• What you have to do
Change "Apple" to "Macintosh" in the stretch from "Yeah, so we've" through "of the machine." of the software quality discussion, and write out that stretch.

• Study text
◇ ◇ ◇ ◇ ◇ ◇ ◇

Yeah, so we've been talking about the word quality, and I feel as though I'm now obligated to mention the book called Zen and the Orde of Motorcycle Maintenance, because it's a book all about that word quality. And what it means. And you mentioned Apple a moment ago, which makes me think of the fact that often there was that quality mindset, not only to the system and how it was built, hardware and software, and how it looked, but even how it looked on the inside of the machine.

SPEAKER_02:

Yeah.

SPEAKER_00:

And I think that's important for us as software engineers as well. And that comes out in the book Xenon The Art of Motorcycle Maintenance. We should care about what our system looks like on the inside, even if the people who are using our software don't see our designs and they don't see our setup in CICD. And frankly, they don't necessarily care about our test suite and how we wrote it. But all of those things ultimately creep out into people's experience of our software, and they can discern whether it's high quality or not. And sometimes those symptoms are internal, but they tend to sneak out and other people then experience them.

◇ ◇ ◇ ◇ ◇ ◇ ◇

• Dataset entries
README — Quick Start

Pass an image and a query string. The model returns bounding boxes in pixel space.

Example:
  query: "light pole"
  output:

◇ ◇ ◇ ◇ ◇ ◇ ◇

• Solution
Yeah, so we've been talking about the word quality, and I feel as though I'm now obligated to mention the book called Zen and the Orde of Motorcycle Maintenance, because it's a book all about that word quality. And what it means. And you mentioned Macintosh a moment ago, which makes me think of the fact that often there was that quality mindset, not only to the system and how it was built, hardware and software, and how it looked, but even how it looked on the inside of the machine.